#### WHAT THE TASK ASKS
Copy out the whole AIHCE ergonomics report below word for word.

The AIHCE program (May 31-June 5, Minneapolis, MN) continued a tradition of including strong ergonomic content with a well-received pre-conference seminar (Making a Business Case for Ergonomics), two Personal Development Courses (Office Ergonomics and Heat Stress), nine sessions in the Technical Program, and numerous ergonomic product exhibitors.
The AIHA Ergonomics Committee meeting highlighted several accomplishments during the past year; these included an ergonomics guideline for use in conjunction with the ANSI/AIHA Z10 –2005 American National Standard for Occupational Health and Safety Management Systems, ergonomic tip sheets and a manual materials handling bibliography.
On the show floor, a Liko/Hill Rom booth highlighting patient handling tools created a lot of buzz.

#### EXCERPTED RECORDS
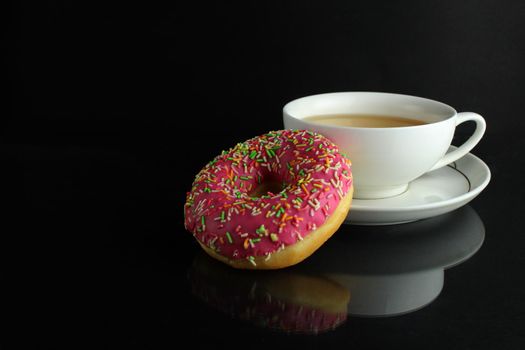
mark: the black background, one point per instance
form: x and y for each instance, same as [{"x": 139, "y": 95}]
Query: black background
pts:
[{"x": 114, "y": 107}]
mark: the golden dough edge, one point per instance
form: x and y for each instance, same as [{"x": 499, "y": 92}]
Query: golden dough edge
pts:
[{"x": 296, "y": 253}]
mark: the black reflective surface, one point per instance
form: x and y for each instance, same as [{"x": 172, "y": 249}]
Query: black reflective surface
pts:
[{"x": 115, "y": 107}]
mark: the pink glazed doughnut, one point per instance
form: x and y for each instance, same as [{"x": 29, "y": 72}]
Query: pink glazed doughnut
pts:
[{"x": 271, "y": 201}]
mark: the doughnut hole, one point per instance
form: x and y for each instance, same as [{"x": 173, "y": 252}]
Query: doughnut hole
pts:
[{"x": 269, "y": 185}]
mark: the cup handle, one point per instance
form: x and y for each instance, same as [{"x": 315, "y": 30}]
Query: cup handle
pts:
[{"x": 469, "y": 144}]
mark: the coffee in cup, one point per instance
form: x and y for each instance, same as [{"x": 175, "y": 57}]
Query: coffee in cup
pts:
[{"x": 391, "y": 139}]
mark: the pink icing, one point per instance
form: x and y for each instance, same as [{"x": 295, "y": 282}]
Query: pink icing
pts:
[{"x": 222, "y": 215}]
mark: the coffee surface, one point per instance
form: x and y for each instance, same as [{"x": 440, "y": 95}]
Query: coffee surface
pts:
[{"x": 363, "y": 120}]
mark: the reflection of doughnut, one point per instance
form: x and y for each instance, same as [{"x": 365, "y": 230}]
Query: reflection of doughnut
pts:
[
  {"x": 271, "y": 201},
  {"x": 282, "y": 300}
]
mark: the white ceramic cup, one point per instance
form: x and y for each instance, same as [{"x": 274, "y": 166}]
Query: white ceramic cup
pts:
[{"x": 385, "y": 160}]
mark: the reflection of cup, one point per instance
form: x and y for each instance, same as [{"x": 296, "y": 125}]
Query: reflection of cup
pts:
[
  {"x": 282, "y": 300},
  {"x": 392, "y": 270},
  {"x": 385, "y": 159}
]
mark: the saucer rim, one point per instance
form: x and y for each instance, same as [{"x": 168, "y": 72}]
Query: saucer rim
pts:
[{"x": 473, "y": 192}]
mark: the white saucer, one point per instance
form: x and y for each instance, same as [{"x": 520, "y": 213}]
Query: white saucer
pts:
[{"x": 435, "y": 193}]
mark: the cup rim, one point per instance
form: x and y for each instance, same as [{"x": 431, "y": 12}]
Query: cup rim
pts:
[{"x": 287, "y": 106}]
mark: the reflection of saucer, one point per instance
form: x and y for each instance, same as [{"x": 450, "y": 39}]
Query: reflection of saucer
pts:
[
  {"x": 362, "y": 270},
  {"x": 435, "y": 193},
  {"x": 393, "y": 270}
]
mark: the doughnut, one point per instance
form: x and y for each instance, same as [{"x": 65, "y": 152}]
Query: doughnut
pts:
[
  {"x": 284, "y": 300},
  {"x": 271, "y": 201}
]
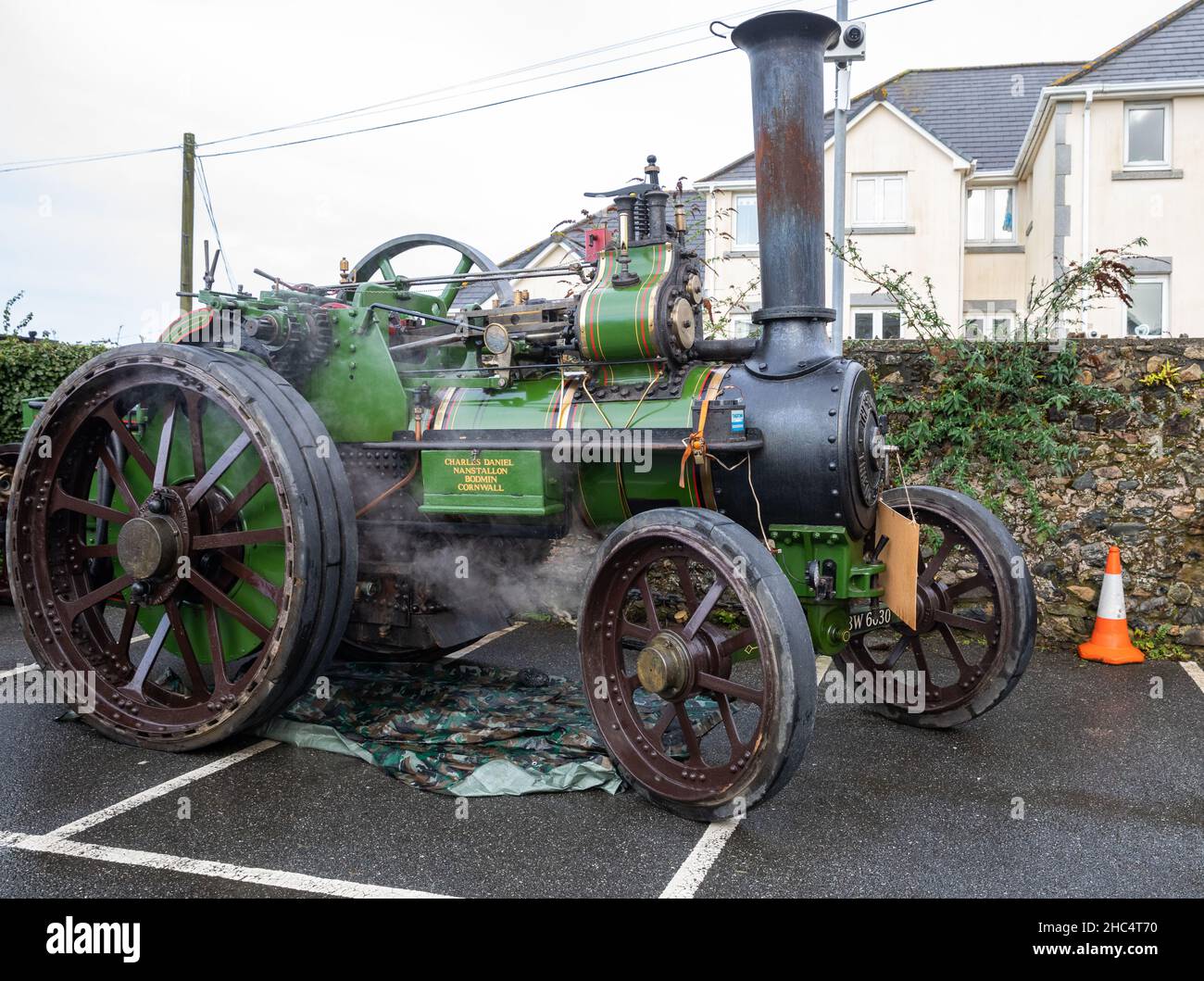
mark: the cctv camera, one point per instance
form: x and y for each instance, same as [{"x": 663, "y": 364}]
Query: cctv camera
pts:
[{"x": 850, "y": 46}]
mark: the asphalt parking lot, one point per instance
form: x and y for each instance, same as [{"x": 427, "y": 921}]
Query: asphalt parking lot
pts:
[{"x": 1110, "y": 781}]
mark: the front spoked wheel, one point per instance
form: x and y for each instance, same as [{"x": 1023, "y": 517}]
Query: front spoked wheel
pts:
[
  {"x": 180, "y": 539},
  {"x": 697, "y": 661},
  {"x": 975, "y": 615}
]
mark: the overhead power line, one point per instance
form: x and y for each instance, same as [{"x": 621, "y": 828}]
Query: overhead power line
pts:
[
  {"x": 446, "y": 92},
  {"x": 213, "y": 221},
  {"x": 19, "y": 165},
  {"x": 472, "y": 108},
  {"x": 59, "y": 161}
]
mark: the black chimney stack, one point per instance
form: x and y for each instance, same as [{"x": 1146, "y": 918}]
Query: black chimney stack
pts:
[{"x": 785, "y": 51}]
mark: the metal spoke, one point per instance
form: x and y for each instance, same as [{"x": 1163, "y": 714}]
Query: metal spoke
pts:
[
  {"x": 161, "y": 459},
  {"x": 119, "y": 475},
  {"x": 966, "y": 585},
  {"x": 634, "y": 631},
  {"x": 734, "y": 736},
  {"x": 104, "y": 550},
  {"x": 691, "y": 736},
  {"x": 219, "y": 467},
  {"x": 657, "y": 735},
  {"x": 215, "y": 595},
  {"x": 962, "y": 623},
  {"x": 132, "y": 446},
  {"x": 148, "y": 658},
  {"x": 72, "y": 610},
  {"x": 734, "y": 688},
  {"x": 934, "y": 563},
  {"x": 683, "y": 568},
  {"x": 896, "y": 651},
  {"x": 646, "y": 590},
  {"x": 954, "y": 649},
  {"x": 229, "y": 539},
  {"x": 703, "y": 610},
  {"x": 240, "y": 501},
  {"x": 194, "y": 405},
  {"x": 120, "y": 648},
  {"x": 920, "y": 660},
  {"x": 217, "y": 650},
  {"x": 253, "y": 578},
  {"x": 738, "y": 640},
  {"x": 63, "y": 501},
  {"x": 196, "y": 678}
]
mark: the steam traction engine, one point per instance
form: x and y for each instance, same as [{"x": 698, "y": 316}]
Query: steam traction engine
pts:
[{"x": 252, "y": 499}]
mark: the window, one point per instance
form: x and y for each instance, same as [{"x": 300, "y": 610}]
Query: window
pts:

#### EXERCISE RESULT
The AIHCE program (May 31-June 5, Minneapolis, MN) continued a tradition of including strong ergonomic content with a well-received pre-conference seminar (Making a Business Case for Ergonomics), two Personal Development Courses (Office Ergonomics and Heat Stress), nine sessions in the Technical Program, and numerous ergonomic product exhibitors.
The AIHA Ergonomics Committee meeting highlighted several accomplishments during the past year; these included an ergonomics guideline for use in conjunction with the ANSI/AIHA Z10 –2005 American National Standard for Occupational Health and Safety Management Systems, ergonomic tip sheets and a manual materials handling bibliography.
On the show floor, a Liko/Hill Rom booth highlighting patient handling tools created a lot of buzz.